- _WHAT YOU HAVE TO DO_: Copy the Oxenfoord Castle text between "Oxenfoord Castle is" and "Landscapes in Scotland.", inclusive, replacing "country house" with "manor house".

======== DOCUMENT SECTION ========

Listed Building – Category A
- Designated: 22 January 1971
- Reference no.: LB768

Inventory of Gardens and Designed Landscapes in Scotland
- Official name: Oxenfoord Castle
- Criteria: Architectural Scenic
- Designated: 1 July 1987
- Reference no.: GDL00307

= Oxenfoord Castle =

Country house in Midlothian, Scotland

Oxenfoord Castle is a country house in Midlothian, Scotland. It is located 1 km north of Pathhead, Midlothian, and 6 km south-east of Dalkeith, above the Tyne Water. Originally a 16th-century tower house, the present castle is largely the result of major rebuilding in 1782, to designs by the architect Robert Adam. Oxenfoord was the seat of the Earl of Stair from 1840, and remains in private ownership. It is protected as a category A listed building, while the grounds are included in the Inventory of Gardens and Designed Landscapes in Scotland.

======== DATA UNDER STUDY ========

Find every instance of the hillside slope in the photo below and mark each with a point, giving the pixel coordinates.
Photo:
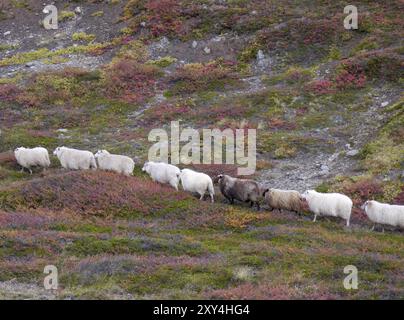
(326, 102)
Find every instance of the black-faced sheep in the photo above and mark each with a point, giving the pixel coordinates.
(244, 190)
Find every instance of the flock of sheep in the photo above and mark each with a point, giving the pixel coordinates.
(245, 190)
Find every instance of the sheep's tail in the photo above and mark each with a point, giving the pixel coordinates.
(93, 163)
(47, 159)
(211, 189)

========

- _SOLVED PROBLEM_:
Oxenfoord Castle is a manor house in Midlothian, Scotland. It is located 1 km north of Pathhead, Midlothian, and 6 km south-east of Dalkeith, above the Tyne Water. Originally a 16th-century tower house, the present castle is largely the result of major rebuilding in 1782, to designs by the architect Robert Adam. Oxenfoord was the seat of the Earl of Stair from 1840, and remains in private ownership. It is protected as a category A listed building, while the grounds are included in the Inventory of Gardens and Designed Landscapes in Scotland.